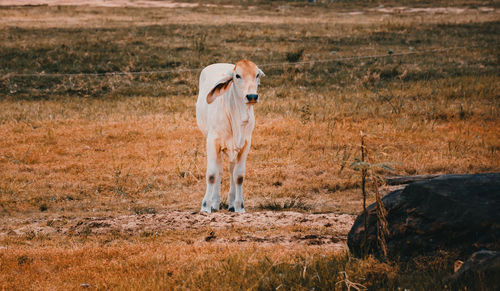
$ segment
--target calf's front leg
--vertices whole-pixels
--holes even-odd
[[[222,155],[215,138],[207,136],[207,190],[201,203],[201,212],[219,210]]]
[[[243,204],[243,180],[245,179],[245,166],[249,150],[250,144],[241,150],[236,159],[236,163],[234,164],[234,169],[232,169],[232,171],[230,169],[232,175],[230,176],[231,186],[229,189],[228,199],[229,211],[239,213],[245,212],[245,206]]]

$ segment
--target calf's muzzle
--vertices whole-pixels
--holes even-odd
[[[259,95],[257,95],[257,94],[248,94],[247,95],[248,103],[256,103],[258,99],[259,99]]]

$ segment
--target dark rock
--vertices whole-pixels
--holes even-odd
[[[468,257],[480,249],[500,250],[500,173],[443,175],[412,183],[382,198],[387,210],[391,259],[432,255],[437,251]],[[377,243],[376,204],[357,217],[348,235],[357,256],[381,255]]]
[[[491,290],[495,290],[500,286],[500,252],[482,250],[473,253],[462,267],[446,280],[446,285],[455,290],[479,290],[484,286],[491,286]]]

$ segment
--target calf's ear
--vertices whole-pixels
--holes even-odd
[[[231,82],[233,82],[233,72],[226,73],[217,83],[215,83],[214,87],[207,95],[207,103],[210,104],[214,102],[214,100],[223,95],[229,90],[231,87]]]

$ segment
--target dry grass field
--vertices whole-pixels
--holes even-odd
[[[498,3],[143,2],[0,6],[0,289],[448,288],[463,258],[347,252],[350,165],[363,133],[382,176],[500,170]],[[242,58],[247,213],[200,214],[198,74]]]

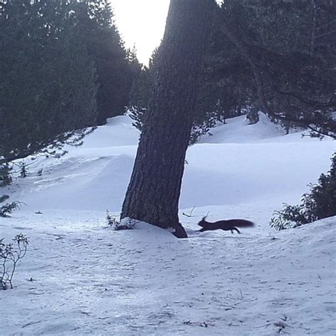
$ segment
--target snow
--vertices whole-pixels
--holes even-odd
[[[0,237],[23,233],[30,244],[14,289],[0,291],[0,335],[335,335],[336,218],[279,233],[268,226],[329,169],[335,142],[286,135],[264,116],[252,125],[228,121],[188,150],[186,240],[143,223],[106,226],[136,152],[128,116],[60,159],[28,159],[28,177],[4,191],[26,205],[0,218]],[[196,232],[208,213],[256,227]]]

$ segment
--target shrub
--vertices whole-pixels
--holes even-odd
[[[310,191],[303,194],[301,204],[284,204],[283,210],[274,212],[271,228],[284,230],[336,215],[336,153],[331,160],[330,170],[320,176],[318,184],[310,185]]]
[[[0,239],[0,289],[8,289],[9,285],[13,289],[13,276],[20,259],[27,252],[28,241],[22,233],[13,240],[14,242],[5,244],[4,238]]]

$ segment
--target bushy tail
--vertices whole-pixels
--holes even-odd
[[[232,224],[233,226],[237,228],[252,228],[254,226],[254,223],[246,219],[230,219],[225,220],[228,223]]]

- - -

Set down all the entries exactly as they appear, but skip any pictures.

$ segment
--target calf's front leg
--vertices whole-pixels
--holes even-odd
[[[222,155],[215,138],[207,136],[207,190],[201,203],[201,212],[219,210]]]
[[[243,204],[243,180],[245,179],[245,166],[249,150],[250,144],[241,150],[236,159],[236,163],[234,164],[234,169],[232,169],[232,171],[230,169],[232,175],[230,176],[231,186],[229,189],[228,199],[229,211],[239,213],[245,212],[245,206]]]

$ segment
--target calf's muzzle
--vertices whole-pixels
--holes even-odd
[[[259,95],[257,95],[257,94],[248,94],[247,95],[248,103],[256,103],[258,99],[259,99]]]

$ segment
--target dark rock
--vertices whole-pixels
--holes even-odd
[[[468,257],[480,249],[500,250],[500,173],[443,175],[412,183],[382,198],[387,210],[391,259],[432,255],[437,251]],[[377,243],[376,204],[357,217],[348,235],[357,256],[381,255]]]
[[[491,290],[495,290],[500,286],[500,252],[482,250],[473,253],[462,267],[446,280],[446,285],[455,290],[479,290],[484,286],[491,286]]]

$ segment
--target calf's ear
--vertices whole-pixels
--holes even-odd
[[[231,82],[233,82],[233,72],[226,73],[217,83],[215,83],[214,87],[207,95],[207,103],[210,104],[214,102],[214,100],[223,95],[229,90],[231,87]]]

$ segment
--target dry grass field
--vertices whole-pixels
--holes even-odd
[[[498,3],[143,2],[0,6],[0,289],[448,288],[463,258],[347,252],[350,165],[363,133],[382,176],[500,170]],[[242,58],[247,213],[200,214],[198,74]]]

$ segment
--target snow
--vertices whole-pixels
--holes even-odd
[[[0,237],[23,233],[30,244],[14,289],[0,291],[0,335],[335,335],[336,218],[279,233],[268,226],[329,169],[335,142],[286,135],[264,116],[252,125],[228,121],[188,150],[186,240],[143,223],[106,226],[136,152],[128,116],[60,159],[28,159],[28,177],[4,191],[26,205],[0,218]],[[196,232],[208,213],[256,227]]]

$ segment
--target shrub
--vertices whole-pixels
--holes even-odd
[[[310,191],[303,194],[301,204],[284,204],[283,210],[274,212],[271,228],[284,230],[336,215],[336,153],[331,160],[330,170],[320,176],[318,184],[310,185]]]
[[[0,239],[0,289],[8,289],[9,285],[13,289],[13,276],[20,259],[27,252],[28,241],[22,233],[13,240],[14,242],[5,244],[4,238]]]

$ segment
--target bushy tail
--vertices whole-pixels
--holes even-odd
[[[232,224],[233,226],[237,228],[252,228],[254,226],[254,223],[246,219],[230,219],[225,220],[228,223]]]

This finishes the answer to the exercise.